Selected text:
------------------------------------

During the last post, I talked about one of the results of Willy’s IEP. I just had an IEP meeting for Alex, too, which went rather differently. The primary result of Alex’s meeting is that Alex still baffles those of us who are entrusted with his care and education. Big surprise, huh? In discussing our need to grapple with Alex’s needs, once again a resource was brought up for consideration.

This resource first arose when Alex was ending his elementary school education. The facility houses a considerable number of professionals who, over a period of two months, analyze and assess a child more thoroughly than would otherwise be available to determine unmet needs and unknown solutions. It’s an in-patient facility, which means Alex would be living there temporarily.

The first time this came up we were told that it involved signing over temporary custody (or something like that) to CPS. That put a stop to that. This time when it was brought up that was the first thing that came to mind. I told them if that was still the case, then it would never happen, because CPS representatives have already expressed an interest and an intention to institutionalize Alex.

------------------------------------

[Stored items]
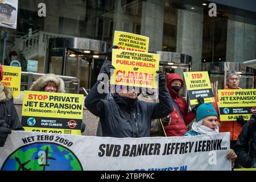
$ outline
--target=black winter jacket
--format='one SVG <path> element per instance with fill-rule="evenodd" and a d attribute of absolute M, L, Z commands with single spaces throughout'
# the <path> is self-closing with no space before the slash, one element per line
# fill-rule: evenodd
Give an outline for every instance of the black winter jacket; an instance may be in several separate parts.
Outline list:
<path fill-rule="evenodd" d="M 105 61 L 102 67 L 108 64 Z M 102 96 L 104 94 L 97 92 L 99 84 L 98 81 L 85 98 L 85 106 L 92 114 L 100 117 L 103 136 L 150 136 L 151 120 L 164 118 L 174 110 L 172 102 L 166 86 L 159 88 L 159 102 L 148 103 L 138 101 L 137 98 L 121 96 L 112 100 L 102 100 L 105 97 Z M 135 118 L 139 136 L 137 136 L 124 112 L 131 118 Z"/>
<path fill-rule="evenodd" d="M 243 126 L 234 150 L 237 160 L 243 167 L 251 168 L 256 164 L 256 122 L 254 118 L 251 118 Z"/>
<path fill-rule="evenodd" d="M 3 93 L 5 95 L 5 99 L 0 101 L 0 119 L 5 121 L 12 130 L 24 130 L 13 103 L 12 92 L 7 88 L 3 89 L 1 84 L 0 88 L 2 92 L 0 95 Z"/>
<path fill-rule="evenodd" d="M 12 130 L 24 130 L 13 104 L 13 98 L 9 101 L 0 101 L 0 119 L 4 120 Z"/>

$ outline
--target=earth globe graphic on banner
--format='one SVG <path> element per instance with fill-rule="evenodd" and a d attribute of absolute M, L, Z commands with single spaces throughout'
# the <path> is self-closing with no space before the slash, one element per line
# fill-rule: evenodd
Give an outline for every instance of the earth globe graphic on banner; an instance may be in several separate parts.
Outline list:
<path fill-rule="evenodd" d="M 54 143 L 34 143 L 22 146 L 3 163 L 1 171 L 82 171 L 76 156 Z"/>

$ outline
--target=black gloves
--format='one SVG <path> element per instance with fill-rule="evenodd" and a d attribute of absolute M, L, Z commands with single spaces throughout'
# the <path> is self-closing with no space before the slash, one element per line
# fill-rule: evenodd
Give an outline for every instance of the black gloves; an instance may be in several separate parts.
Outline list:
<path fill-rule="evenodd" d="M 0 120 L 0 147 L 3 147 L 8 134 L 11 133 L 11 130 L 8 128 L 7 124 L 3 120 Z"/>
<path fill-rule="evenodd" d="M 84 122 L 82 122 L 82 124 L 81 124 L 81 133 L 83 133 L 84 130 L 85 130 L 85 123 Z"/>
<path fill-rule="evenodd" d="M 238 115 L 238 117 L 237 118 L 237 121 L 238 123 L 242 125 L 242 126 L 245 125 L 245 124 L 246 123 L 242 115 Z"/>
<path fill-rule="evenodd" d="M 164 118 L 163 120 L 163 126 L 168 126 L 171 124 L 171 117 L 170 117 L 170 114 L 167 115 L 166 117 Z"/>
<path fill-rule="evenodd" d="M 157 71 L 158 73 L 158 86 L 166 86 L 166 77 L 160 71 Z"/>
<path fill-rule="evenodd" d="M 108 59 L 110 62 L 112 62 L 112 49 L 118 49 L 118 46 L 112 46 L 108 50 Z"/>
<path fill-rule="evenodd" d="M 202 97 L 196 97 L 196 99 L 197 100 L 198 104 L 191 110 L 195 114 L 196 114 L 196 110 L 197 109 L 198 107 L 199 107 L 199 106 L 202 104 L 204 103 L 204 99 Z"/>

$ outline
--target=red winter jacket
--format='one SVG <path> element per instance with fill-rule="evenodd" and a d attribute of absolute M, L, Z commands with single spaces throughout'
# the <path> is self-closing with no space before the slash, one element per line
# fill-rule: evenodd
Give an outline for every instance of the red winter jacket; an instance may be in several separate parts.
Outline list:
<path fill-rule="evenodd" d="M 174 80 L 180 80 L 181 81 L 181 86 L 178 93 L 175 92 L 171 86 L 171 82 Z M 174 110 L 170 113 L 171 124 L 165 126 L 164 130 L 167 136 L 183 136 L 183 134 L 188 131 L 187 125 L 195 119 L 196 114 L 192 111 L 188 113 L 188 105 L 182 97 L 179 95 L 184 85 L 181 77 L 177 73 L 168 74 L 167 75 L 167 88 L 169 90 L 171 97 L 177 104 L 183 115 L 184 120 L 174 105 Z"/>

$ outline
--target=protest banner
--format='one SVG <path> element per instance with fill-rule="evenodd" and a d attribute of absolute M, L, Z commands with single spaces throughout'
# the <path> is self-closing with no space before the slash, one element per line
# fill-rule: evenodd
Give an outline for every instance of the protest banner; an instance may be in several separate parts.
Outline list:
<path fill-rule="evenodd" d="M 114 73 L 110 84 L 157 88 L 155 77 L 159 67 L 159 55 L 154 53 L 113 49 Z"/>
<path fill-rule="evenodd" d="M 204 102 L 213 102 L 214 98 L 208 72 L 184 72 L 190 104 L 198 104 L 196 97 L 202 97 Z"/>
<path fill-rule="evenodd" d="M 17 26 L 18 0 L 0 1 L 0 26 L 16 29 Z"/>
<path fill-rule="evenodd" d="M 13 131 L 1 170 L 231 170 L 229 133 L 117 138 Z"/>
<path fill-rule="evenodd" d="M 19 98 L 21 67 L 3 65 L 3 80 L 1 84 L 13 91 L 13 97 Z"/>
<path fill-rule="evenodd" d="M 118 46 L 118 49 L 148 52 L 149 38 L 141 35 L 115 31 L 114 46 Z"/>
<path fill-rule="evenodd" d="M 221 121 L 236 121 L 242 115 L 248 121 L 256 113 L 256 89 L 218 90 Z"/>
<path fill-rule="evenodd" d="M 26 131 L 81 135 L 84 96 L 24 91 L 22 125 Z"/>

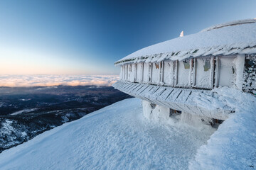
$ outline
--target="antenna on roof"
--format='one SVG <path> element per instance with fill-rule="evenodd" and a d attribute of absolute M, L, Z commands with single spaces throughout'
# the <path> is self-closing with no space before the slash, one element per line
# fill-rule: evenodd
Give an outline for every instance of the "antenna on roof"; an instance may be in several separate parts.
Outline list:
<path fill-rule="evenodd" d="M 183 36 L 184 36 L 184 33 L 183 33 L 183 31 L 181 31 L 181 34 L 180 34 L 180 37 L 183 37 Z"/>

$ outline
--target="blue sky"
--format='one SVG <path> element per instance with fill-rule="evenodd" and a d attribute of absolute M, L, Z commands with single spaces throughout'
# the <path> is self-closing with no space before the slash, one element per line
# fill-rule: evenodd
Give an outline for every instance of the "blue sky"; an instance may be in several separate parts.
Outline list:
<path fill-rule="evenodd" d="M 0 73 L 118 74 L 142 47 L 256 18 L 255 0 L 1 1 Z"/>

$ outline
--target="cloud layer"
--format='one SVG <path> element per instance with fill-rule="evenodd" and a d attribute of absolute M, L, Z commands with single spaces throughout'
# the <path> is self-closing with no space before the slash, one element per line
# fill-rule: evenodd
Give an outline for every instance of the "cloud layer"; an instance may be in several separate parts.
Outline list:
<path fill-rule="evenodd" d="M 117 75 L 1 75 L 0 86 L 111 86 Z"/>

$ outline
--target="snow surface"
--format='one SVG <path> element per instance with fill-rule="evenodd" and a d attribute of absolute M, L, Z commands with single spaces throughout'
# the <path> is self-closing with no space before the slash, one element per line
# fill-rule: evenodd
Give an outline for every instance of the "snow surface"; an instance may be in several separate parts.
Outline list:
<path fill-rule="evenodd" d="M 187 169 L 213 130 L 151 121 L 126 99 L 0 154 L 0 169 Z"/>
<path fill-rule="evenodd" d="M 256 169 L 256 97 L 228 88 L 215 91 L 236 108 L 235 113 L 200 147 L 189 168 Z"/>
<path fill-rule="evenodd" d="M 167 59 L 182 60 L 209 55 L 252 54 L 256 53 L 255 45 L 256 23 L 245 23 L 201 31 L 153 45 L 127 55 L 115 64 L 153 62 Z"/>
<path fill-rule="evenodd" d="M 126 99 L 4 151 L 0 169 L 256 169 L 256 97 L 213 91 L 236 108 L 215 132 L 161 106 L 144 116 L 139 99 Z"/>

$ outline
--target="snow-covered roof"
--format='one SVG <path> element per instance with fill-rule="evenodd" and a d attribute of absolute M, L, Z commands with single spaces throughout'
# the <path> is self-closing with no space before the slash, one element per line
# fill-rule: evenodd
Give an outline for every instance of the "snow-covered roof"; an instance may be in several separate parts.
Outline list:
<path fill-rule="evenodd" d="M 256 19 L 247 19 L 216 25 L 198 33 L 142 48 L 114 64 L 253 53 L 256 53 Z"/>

------------------------------------

Task to carry out:
Write what comes next in the post about Alex's IEP meeting, picking up after its final sentence. The records are separate material with no connection to the post about Alex's IEP meeting.

Result for this task:
OVER MY DEAD BODY!!!

I mean that literally. There is no way I will allow Alex to be institutionalized for being a mystery while there is a breath left in my body. As long as I am alive, Alex will not be institutionalized. And, to be perfectly clear, a lot more people than just me would have to die before the government would gain enough traction to enforce that option.

Granted, in-patient care is dangerously close to institutionalization. But it’s not the same thing. The differences make it a potentially viable option if the benefits would be sufficiently substantial. But the benefits won’t even be considered if it involves signing Alex over to CPS.

OVER MY DEAD BODY!!!

And, just so there is no doubt about the strength of my feelings on this matter, I’ll let you all know right now that I intend to HAUNT anyone who dares to institutionalize my child after my death.

Yes, my son is a mystery. I’ve accepted that. I understand the drive to better understand this mystery and I share it. If that means we must be deprived of Alex’s company for a month or two, then I can live with that. But I no longer have the luxury of idealism when it comes to trusting the government. The local CPS agency burned that bridge years ago and nothing on this earth can build it again.